▶ What the task asks
Present each line of the entries below that holds the word "ball".

Records from a dataset

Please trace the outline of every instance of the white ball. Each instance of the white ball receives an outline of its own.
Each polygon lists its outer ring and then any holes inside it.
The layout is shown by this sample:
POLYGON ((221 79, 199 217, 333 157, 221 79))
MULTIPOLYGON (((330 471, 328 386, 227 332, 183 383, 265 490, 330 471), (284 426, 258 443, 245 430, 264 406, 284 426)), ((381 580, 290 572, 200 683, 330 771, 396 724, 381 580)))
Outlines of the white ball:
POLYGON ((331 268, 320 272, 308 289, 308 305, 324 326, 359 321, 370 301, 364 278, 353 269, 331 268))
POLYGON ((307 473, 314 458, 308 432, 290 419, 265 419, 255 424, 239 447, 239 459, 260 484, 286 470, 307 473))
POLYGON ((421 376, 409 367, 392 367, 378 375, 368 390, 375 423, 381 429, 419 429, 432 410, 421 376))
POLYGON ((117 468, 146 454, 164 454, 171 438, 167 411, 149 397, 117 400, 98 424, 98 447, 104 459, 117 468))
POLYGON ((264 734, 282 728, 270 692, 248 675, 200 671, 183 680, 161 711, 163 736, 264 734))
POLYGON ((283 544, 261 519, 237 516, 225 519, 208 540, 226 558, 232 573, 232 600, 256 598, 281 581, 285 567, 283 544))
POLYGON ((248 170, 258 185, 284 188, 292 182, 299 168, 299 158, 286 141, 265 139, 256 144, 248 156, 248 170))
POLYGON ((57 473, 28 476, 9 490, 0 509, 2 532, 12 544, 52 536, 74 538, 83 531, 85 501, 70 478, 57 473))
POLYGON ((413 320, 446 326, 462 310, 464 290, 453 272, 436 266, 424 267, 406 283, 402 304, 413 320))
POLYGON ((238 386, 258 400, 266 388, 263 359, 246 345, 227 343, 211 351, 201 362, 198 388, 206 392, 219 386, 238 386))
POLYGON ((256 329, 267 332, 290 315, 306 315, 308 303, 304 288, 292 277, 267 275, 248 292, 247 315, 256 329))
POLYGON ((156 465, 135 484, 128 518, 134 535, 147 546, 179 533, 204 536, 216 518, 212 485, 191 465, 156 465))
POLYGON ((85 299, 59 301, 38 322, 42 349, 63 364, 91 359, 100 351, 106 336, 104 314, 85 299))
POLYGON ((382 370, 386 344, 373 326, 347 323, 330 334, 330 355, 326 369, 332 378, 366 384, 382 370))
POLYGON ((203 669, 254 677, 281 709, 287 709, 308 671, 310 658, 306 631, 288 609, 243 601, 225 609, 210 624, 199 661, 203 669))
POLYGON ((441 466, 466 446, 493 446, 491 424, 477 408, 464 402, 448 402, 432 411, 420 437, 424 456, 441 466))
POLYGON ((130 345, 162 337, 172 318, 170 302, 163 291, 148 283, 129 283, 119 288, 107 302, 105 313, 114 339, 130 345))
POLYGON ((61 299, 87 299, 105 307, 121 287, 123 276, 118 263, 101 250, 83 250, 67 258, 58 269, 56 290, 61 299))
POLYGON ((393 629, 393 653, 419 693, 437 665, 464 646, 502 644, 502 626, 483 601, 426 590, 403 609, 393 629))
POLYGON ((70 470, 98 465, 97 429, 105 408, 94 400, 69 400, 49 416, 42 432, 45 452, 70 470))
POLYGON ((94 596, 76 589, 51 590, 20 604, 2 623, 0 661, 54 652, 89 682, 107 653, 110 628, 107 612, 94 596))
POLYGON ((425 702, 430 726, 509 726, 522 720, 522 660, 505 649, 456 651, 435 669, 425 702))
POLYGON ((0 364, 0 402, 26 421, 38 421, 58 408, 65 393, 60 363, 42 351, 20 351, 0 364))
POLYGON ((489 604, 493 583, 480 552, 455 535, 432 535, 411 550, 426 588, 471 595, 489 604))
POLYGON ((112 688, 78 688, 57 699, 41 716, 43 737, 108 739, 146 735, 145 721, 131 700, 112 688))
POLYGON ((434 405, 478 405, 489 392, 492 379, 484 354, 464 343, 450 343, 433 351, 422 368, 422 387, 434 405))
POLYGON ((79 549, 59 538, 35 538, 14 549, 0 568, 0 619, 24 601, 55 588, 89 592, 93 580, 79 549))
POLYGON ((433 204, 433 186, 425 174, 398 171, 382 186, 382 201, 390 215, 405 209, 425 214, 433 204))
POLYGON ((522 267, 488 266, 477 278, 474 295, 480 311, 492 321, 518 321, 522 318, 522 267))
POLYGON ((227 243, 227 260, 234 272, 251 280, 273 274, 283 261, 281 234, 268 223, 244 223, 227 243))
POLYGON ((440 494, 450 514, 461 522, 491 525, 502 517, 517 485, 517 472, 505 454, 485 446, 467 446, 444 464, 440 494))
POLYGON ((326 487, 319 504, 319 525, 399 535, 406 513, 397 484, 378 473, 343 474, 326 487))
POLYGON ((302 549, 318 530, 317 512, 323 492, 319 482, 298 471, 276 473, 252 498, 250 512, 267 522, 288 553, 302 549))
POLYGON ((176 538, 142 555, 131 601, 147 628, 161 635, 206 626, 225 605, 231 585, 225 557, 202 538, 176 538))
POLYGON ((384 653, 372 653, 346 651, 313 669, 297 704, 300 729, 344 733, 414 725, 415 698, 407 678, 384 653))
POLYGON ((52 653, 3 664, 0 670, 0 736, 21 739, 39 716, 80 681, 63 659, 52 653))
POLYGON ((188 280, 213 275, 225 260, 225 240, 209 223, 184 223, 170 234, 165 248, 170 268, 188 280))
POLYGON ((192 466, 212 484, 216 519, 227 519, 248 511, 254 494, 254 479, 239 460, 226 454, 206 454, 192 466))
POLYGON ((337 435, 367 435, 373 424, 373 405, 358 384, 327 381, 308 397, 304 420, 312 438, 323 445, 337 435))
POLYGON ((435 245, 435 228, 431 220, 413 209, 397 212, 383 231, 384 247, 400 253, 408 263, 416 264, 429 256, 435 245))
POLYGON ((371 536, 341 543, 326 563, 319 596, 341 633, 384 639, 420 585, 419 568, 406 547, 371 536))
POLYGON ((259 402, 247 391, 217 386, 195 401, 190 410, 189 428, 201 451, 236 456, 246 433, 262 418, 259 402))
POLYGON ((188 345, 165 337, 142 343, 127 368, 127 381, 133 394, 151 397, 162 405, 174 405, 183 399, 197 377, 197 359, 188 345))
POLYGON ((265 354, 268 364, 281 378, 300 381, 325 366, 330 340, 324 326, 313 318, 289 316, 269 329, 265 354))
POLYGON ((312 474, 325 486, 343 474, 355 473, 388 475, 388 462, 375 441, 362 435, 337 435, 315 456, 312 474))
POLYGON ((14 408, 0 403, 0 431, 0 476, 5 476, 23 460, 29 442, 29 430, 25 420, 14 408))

▶ Answer space
Please trace the outline of every instance of the white ball. Each instance of the white ball receives an outline of its own.
Outlines of the white ball:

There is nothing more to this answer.